• _SOURCE RECORDS_:

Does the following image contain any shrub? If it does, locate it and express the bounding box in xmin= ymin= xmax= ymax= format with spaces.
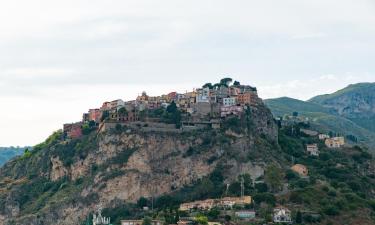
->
xmin=253 ymin=193 xmax=276 ymax=205
xmin=323 ymin=205 xmax=339 ymax=216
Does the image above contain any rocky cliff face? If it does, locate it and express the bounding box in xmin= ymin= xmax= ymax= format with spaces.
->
xmin=0 ymin=102 xmax=278 ymax=225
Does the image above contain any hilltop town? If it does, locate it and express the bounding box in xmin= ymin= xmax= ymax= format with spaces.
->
xmin=63 ymin=78 xmax=260 ymax=139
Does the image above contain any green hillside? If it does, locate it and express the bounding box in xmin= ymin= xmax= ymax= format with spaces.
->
xmin=264 ymin=97 xmax=331 ymax=117
xmin=264 ymin=97 xmax=375 ymax=149
xmin=309 ymin=83 xmax=375 ymax=104
xmin=309 ymin=83 xmax=375 ymax=134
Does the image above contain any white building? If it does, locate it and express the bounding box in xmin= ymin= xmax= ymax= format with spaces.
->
xmin=223 ymin=97 xmax=237 ymax=106
xmin=273 ymin=207 xmax=292 ymax=223
xmin=110 ymin=99 xmax=125 ymax=110
xmin=319 ymin=134 xmax=330 ymax=140
xmin=92 ymin=208 xmax=111 ymax=225
xmin=196 ymin=88 xmax=210 ymax=103
xmin=235 ymin=210 xmax=256 ymax=219
xmin=306 ymin=144 xmax=319 ymax=156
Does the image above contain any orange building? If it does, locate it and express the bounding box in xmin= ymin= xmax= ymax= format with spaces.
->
xmin=291 ymin=164 xmax=308 ymax=177
xmin=237 ymin=92 xmax=258 ymax=105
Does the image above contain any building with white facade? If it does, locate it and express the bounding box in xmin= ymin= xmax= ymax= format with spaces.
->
xmin=273 ymin=207 xmax=292 ymax=223
xmin=223 ymin=97 xmax=237 ymax=106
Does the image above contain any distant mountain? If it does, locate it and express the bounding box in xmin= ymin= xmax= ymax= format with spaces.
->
xmin=309 ymin=82 xmax=375 ymax=132
xmin=0 ymin=147 xmax=27 ymax=166
xmin=265 ymin=92 xmax=375 ymax=149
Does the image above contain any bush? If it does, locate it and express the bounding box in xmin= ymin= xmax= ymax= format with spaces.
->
xmin=253 ymin=193 xmax=276 ymax=205
xmin=255 ymin=183 xmax=268 ymax=193
xmin=323 ymin=205 xmax=339 ymax=216
xmin=368 ymin=200 xmax=375 ymax=211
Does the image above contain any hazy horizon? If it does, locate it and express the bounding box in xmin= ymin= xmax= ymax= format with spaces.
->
xmin=1 ymin=0 xmax=375 ymax=146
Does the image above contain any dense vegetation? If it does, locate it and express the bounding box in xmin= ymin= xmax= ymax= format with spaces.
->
xmin=108 ymin=123 xmax=375 ymax=225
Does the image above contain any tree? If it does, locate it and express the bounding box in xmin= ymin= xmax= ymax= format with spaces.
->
xmin=142 ymin=217 xmax=152 ymax=225
xmin=195 ymin=215 xmax=208 ymax=225
xmin=265 ymin=164 xmax=283 ymax=192
xmin=137 ymin=197 xmax=149 ymax=208
xmin=82 ymin=124 xmax=91 ymax=135
xmin=255 ymin=183 xmax=268 ymax=193
xmin=167 ymin=101 xmax=178 ymax=113
xmin=118 ymin=107 xmax=128 ymax=117
xmin=220 ymin=77 xmax=233 ymax=87
xmin=233 ymin=81 xmax=241 ymax=86
xmin=213 ymin=83 xmax=221 ymax=90
xmin=88 ymin=120 xmax=96 ymax=128
xmin=166 ymin=101 xmax=181 ymax=128
xmin=203 ymin=83 xmax=213 ymax=89
xmin=296 ymin=210 xmax=302 ymax=223
xmin=101 ymin=110 xmax=109 ymax=122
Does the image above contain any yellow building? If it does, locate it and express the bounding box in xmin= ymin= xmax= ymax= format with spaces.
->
xmin=325 ymin=137 xmax=345 ymax=148
xmin=179 ymin=196 xmax=252 ymax=211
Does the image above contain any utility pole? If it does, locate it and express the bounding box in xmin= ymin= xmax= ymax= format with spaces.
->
xmin=151 ymin=143 xmax=154 ymax=212
xmin=240 ymin=177 xmax=244 ymax=199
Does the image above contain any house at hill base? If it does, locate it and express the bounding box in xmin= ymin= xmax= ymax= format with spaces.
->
xmin=291 ymin=164 xmax=308 ymax=177
xmin=179 ymin=196 xmax=252 ymax=211
xmin=121 ymin=220 xmax=162 ymax=225
xmin=273 ymin=206 xmax=292 ymax=223
xmin=235 ymin=210 xmax=256 ymax=219
xmin=92 ymin=208 xmax=111 ymax=225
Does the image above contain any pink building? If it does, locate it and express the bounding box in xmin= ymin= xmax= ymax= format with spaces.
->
xmin=100 ymin=101 xmax=111 ymax=111
xmin=63 ymin=122 xmax=83 ymax=139
xmin=88 ymin=109 xmax=101 ymax=122
xmin=167 ymin=92 xmax=177 ymax=102
xmin=221 ymin=106 xmax=244 ymax=117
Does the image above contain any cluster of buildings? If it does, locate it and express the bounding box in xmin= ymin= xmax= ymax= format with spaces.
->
xmin=63 ymin=82 xmax=260 ymax=139
xmin=301 ymin=128 xmax=346 ymax=153
xmin=303 ymin=132 xmax=345 ymax=158
xmin=179 ymin=196 xmax=252 ymax=211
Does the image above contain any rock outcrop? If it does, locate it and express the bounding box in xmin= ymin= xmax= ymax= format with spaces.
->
xmin=0 ymin=101 xmax=278 ymax=225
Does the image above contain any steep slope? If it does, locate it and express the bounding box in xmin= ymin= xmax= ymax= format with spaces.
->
xmin=0 ymin=102 xmax=279 ymax=225
xmin=264 ymin=97 xmax=375 ymax=149
xmin=310 ymin=83 xmax=375 ymax=132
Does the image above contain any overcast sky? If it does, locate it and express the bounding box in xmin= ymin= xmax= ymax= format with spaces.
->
xmin=1 ymin=0 xmax=375 ymax=146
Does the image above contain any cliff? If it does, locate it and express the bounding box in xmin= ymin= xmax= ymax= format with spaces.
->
xmin=0 ymin=102 xmax=278 ymax=225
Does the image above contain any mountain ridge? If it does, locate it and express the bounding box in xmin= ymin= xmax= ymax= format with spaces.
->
xmin=265 ymin=82 xmax=375 ymax=150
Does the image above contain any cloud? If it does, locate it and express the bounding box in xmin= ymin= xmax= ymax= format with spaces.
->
xmin=1 ymin=0 xmax=375 ymax=146
xmin=259 ymin=74 xmax=375 ymax=100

• _WORK TASK_:
Copy all the data exactly as written, but skip any picture.

• _THE COMPLETED TASK_:
Does the following image contain any shrub? If it does, locate it and express the bounding box in xmin= ymin= xmax= ymax= format with spaces.
->
xmin=253 ymin=193 xmax=276 ymax=205
xmin=323 ymin=205 xmax=339 ymax=216
Does the image above contain any rocky cliff face? If it does, locate it and express the bounding box in xmin= ymin= xmax= ymax= format with spaces.
->
xmin=0 ymin=102 xmax=278 ymax=225
Does the image above contain any hilltop town? If it does, locate it and express the bounding box in xmin= ymin= xmax= ymax= format with spaces.
->
xmin=63 ymin=78 xmax=260 ymax=139
Does the image above contain any green hillside? If it does, locate it and express the bounding box in xmin= ymin= xmax= ymax= format with spaces.
->
xmin=264 ymin=97 xmax=331 ymax=117
xmin=264 ymin=97 xmax=375 ymax=149
xmin=309 ymin=83 xmax=375 ymax=104
xmin=309 ymin=83 xmax=375 ymax=134
Does the image above contain any white building? If it does, locate it and express the bounding box in xmin= ymin= xmax= ymax= format with spaces.
->
xmin=223 ymin=97 xmax=237 ymax=106
xmin=273 ymin=207 xmax=292 ymax=223
xmin=110 ymin=99 xmax=125 ymax=110
xmin=319 ymin=134 xmax=330 ymax=140
xmin=92 ymin=208 xmax=111 ymax=225
xmin=196 ymin=88 xmax=210 ymax=103
xmin=235 ymin=210 xmax=256 ymax=219
xmin=306 ymin=144 xmax=319 ymax=156
Does the image above contain any orange building? If it does, locate it and express the bounding box in xmin= ymin= xmax= ymax= format with spaces.
->
xmin=291 ymin=164 xmax=308 ymax=177
xmin=237 ymin=92 xmax=258 ymax=105
Does the image above contain any building with white facade? If it does, locate it and express the bounding box in xmin= ymin= xmax= ymax= format with spaces.
->
xmin=273 ymin=207 xmax=292 ymax=223
xmin=223 ymin=97 xmax=237 ymax=106
Does the image above contain any distant mountain? If it does, locate it and express the bounding box in xmin= ymin= xmax= ymax= format with spaces.
->
xmin=309 ymin=82 xmax=375 ymax=132
xmin=0 ymin=147 xmax=27 ymax=166
xmin=265 ymin=92 xmax=375 ymax=149
Does the image above contain any bush? If it does, locate it and express the bounding box in xmin= ymin= xmax= ymax= format with spaces.
->
xmin=253 ymin=193 xmax=276 ymax=205
xmin=255 ymin=183 xmax=268 ymax=193
xmin=323 ymin=205 xmax=339 ymax=216
xmin=368 ymin=200 xmax=375 ymax=211
Does the image above contain any hazy horizon? If it does, locate it and express the bounding box in xmin= ymin= xmax= ymax= format with spaces.
->
xmin=1 ymin=0 xmax=375 ymax=146
Does the image above contain any dense vegetation? If it does, locate it and express the bounding box in xmin= ymin= xmax= ymax= format with spaces.
->
xmin=108 ymin=123 xmax=375 ymax=225
Does the image above contain any tree? If it does, locate it and express the bounding box in xmin= ymin= xmax= ymax= format with spaces.
->
xmin=142 ymin=217 xmax=152 ymax=225
xmin=195 ymin=215 xmax=208 ymax=225
xmin=265 ymin=164 xmax=283 ymax=192
xmin=137 ymin=197 xmax=149 ymax=208
xmin=82 ymin=124 xmax=91 ymax=135
xmin=255 ymin=183 xmax=268 ymax=193
xmin=167 ymin=101 xmax=178 ymax=113
xmin=118 ymin=107 xmax=128 ymax=117
xmin=220 ymin=77 xmax=233 ymax=87
xmin=233 ymin=81 xmax=241 ymax=86
xmin=213 ymin=83 xmax=221 ymax=90
xmin=88 ymin=120 xmax=96 ymax=128
xmin=166 ymin=101 xmax=181 ymax=128
xmin=203 ymin=83 xmax=213 ymax=89
xmin=296 ymin=210 xmax=302 ymax=223
xmin=101 ymin=110 xmax=109 ymax=122
Does the image above contain any yellow building? If it does, locate it and express the bounding box in xmin= ymin= xmax= ymax= format with spaces.
->
xmin=325 ymin=137 xmax=345 ymax=148
xmin=179 ymin=196 xmax=252 ymax=211
Does the image above contain any utility pole? If it does, locate it and express the bounding box in xmin= ymin= xmax= ymax= format with spaces.
->
xmin=151 ymin=143 xmax=154 ymax=212
xmin=240 ymin=177 xmax=244 ymax=199
Does the image above contain any house at hill base? If it does, locate it and express the bounding box in xmin= ymin= xmax= ymax= format with spaces.
->
xmin=291 ymin=164 xmax=308 ymax=177
xmin=179 ymin=196 xmax=252 ymax=211
xmin=121 ymin=220 xmax=162 ymax=225
xmin=273 ymin=206 xmax=292 ymax=223
xmin=235 ymin=210 xmax=256 ymax=219
xmin=92 ymin=208 xmax=111 ymax=225
Does the image above contain any pink building? If it does, locate it and express the bounding box in xmin= ymin= xmax= ymax= format with spaces.
->
xmin=100 ymin=101 xmax=111 ymax=111
xmin=63 ymin=122 xmax=83 ymax=139
xmin=88 ymin=109 xmax=101 ymax=122
xmin=167 ymin=92 xmax=177 ymax=102
xmin=221 ymin=106 xmax=244 ymax=117
Does the image above contain any cluster of buildings? If it does, locate it and express the bounding box in xmin= ymin= xmax= ymax= format with spaces.
->
xmin=63 ymin=82 xmax=260 ymax=139
xmin=301 ymin=128 xmax=346 ymax=153
xmin=303 ymin=132 xmax=345 ymax=158
xmin=179 ymin=196 xmax=252 ymax=211
Does the image above contain any rock outcrop? If it does, locate it and express the bounding box in xmin= ymin= xmax= ymax= format with spaces.
->
xmin=0 ymin=101 xmax=278 ymax=225
Does the image above contain any steep slope? If it does, locate it and express the bounding box in xmin= ymin= xmax= ymax= format with spaces.
->
xmin=0 ymin=102 xmax=279 ymax=225
xmin=264 ymin=97 xmax=375 ymax=149
xmin=310 ymin=83 xmax=375 ymax=132
Does the image above contain any overcast sky? If it does, locate it and express the bounding box in xmin= ymin= xmax= ymax= format with spaces.
->
xmin=1 ymin=0 xmax=375 ymax=146
Does the image above contain any cliff? If it does, locate it and express the bounding box in xmin= ymin= xmax= ymax= format with spaces.
->
xmin=0 ymin=102 xmax=278 ymax=225
Does the image above contain any mountain ridge? If it does, locate it and express the bounding box in xmin= ymin= xmax= ymax= format with spaces.
->
xmin=265 ymin=82 xmax=375 ymax=150
Does the image above contain any cloud? If it does, locate it and express the bounding box in xmin= ymin= xmax= ymax= format with spaces.
->
xmin=1 ymin=0 xmax=375 ymax=146
xmin=259 ymin=74 xmax=375 ymax=100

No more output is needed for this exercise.